## start SOURCE DOCUMENT

# S4 - Samsung Galaxy



## Shahzal (Jan 1, 2011)

Hello! 

Basically I have a few queries related to the smartphone that I use, which is the Samsung Galaxy S4 - i9500 - Android 4.4.2

What happened recently is that my phone fell and the lcd smashed/broke, and now I have to get it replaced, so, in the meantime there is some data in there that I need, like texts, notes, contacts and some other stuff as well so, I wanted to know whether it would be possible for me to connect my smartphone through usb cable, and then use it on my laptop (OS : Windows 7), as in if there was some app/software/some kind of connection that would enable me to use the phone virtually as in the screen would come on my laptop through the app or some software or 'xyz' method, and so I can recover the data, as in the relevant text messages that I need to see and stuff which are not exactly in the storage devices.

So 1. Would that be possible? To use my smartphone through my laptop through some software, like for ex how we use teamviewer which is via remote connection or some kind of emulator, like PS2 emulator for PC. 
But the problem here is that since the lcd is broken, the phone will turn on, I will get signals, but I can't see or touch or use any options like bluetooth or wifi hence; I can only connect it via usb cable.

2. Is it worth getting the LCD replaced with a new one or refurbished one, and how much should it cost me? And can I order it online? 

Awaiting your reply! Much thanks & best regards!


----------



## Masterchiefxx17 (Feb 27, 2010)

First, does the phone at all show up when you connect it to the PC?


----------



## Shahzal (Jan 1, 2011)

yes if I connect it to my laptop via the cable, device does show up on my computer as a drive.


----------



## Masterchiefxx17 (Feb 27, 2010)

Then you should be able to use Android Recovery software on Windows to pull any data you may need.


----------



## Shahzal (Jan 1, 2011)

Masterchiefxx17 said:


> Then you should be able to use Android Recovery software on Windows to pull any data you may need.


how about if I want to use some android emulator so that the smartphone can be used? like it appears on my screen? is that possible?


----------



## Masterchiefxx17 (Feb 27, 2010)

Yes, but it would require interaction from the phone.


----------



## Shahzal (Jan 1, 2011)

Masterchiefxx17 said:


> Yes, but it would require interaction from the phone.


****. so what's the best option right now? Like how do I check my whatsapp, and see the text messages? Cuz I can't get the lcd repaired right now...


----------



## koala (Mar 27, 2005)

Try this: [Tool][Windows] Control a device with a broken screen | Android Development and Hacking


> This tool lets you use your device through your Windows pc even if your touchscreen doesn't work or you can't see anything.

## end SOURCE DOCUMENT

▶ _WRITTEN INSTRUCTION 1_: Translate this sentence from the forum thread about the broken Galaxy S4 screen into Spanish: "Then you should be able to use Android Recovery software on Windows to pull any data you may need."
▶ _WRITTEN INSTRUCTION 2_:
Answer these questions using the forum thread about the broken Galaxy S4 screen:
(a) Which Android version is the phone running?
(b) Which operating system does the laptop use?
(c) How does the phone show up on the computer when connected by cable?
The material after this thread has no connection to it.

## start MATERIAL SHOWN

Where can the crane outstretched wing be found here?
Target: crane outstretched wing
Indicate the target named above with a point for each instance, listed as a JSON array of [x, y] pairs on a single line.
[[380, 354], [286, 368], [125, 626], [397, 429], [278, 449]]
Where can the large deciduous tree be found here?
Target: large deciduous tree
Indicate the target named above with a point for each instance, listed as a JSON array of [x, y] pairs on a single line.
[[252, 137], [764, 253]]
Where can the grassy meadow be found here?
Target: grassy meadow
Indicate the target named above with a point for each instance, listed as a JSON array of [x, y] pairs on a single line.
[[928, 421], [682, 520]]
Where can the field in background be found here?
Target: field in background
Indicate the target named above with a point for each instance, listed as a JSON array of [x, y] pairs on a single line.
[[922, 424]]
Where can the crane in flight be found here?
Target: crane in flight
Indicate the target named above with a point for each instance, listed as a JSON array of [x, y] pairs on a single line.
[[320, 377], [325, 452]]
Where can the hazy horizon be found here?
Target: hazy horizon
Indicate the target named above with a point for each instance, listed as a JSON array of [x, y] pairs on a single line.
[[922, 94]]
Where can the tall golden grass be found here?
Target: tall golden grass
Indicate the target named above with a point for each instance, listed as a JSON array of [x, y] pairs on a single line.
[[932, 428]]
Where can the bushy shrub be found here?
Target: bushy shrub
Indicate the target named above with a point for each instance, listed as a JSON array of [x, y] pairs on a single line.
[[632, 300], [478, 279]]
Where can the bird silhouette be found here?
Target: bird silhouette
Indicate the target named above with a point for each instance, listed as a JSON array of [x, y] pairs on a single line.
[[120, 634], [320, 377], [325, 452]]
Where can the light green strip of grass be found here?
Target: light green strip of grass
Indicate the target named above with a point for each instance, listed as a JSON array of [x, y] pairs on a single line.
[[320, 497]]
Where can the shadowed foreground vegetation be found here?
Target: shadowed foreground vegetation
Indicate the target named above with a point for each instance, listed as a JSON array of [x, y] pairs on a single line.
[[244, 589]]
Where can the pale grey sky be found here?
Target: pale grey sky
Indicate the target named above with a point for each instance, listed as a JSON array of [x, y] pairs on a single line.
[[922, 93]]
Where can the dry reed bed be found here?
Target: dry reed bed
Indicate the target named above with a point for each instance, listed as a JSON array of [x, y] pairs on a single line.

## end MATERIAL SHOWN

▶ _CORRECT RESPONSE 1_: Entonces deberías poder usar el software Android Recovery en Windows para extraer cualquier dato que necesites.

▶ _CORRECT RESPONSE 2_:
(a) Android 4.4.2
(b) Windows 7
(c) As a drive